## MATERIAL PROVIDED
┏━━

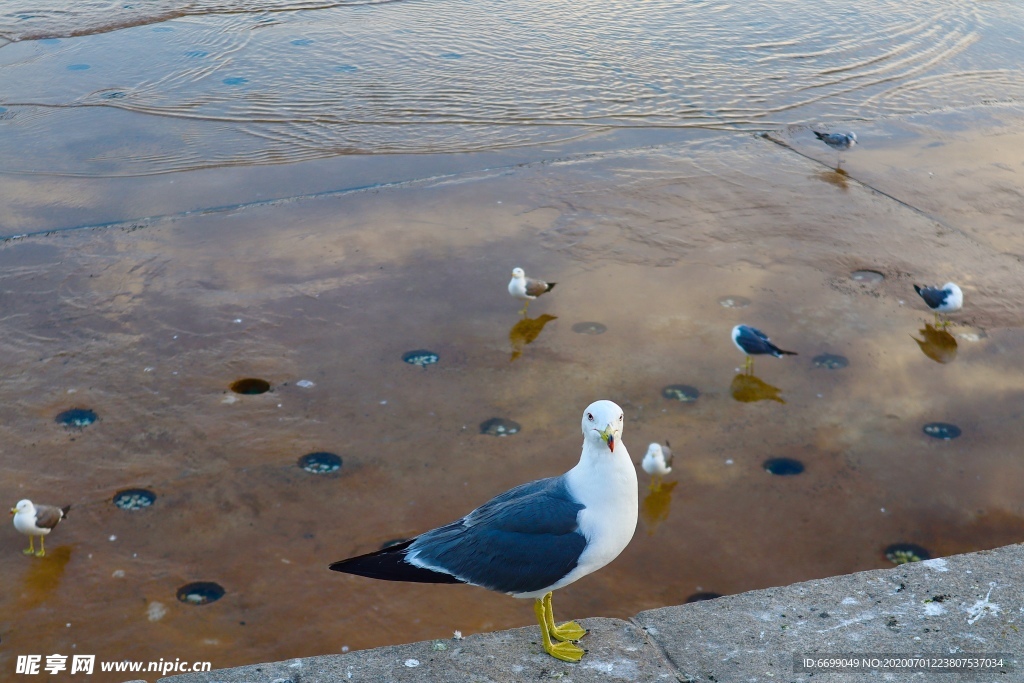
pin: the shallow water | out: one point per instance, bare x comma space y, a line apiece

┗━━
┏━━

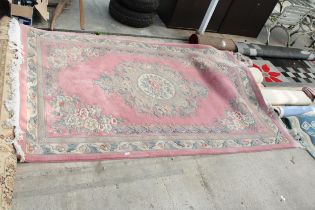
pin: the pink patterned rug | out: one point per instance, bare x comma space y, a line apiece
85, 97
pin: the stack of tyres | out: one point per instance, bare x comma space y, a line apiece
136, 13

┗━━
┏━━

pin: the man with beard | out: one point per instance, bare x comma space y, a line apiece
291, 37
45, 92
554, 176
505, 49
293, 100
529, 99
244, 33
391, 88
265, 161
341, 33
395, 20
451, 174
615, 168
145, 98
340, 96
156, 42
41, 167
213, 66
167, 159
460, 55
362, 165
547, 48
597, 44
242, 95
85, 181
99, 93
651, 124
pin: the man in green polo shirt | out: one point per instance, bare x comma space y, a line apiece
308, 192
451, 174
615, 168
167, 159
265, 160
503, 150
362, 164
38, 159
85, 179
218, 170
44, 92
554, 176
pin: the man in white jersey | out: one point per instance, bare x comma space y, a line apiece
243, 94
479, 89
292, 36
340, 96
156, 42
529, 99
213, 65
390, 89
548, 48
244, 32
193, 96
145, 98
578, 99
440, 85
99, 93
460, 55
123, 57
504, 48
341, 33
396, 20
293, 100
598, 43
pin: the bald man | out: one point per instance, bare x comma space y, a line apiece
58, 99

┗━━

## EXERCISE OBJECTIVE
Gather every line in the records above that contains the string "apiece". Case counts, so uppercase and lowercase letters must match.

## RESULT FOR THIS EXERCISE
pin: the shallow water | out: one point per instance, bare x comma space y, a line apiece
pin: the pink patterned rug | out: one point per instance, bare x comma space y, a line apiece
pin: the stack of tyres | out: one point per instance, bare x comma space y, a line apiece
pin: the man with beard | out: one point per instance, bare x comma space y, a line apiece
pin: the man in green polo shirt | out: one point per instance, bare x comma space y, a line apiece
pin: the man in white jersey | out: one point per instance, bare x comma space y, a line apiece
pin: the bald man | out: one point per instance, bare x comma space y, a line apiece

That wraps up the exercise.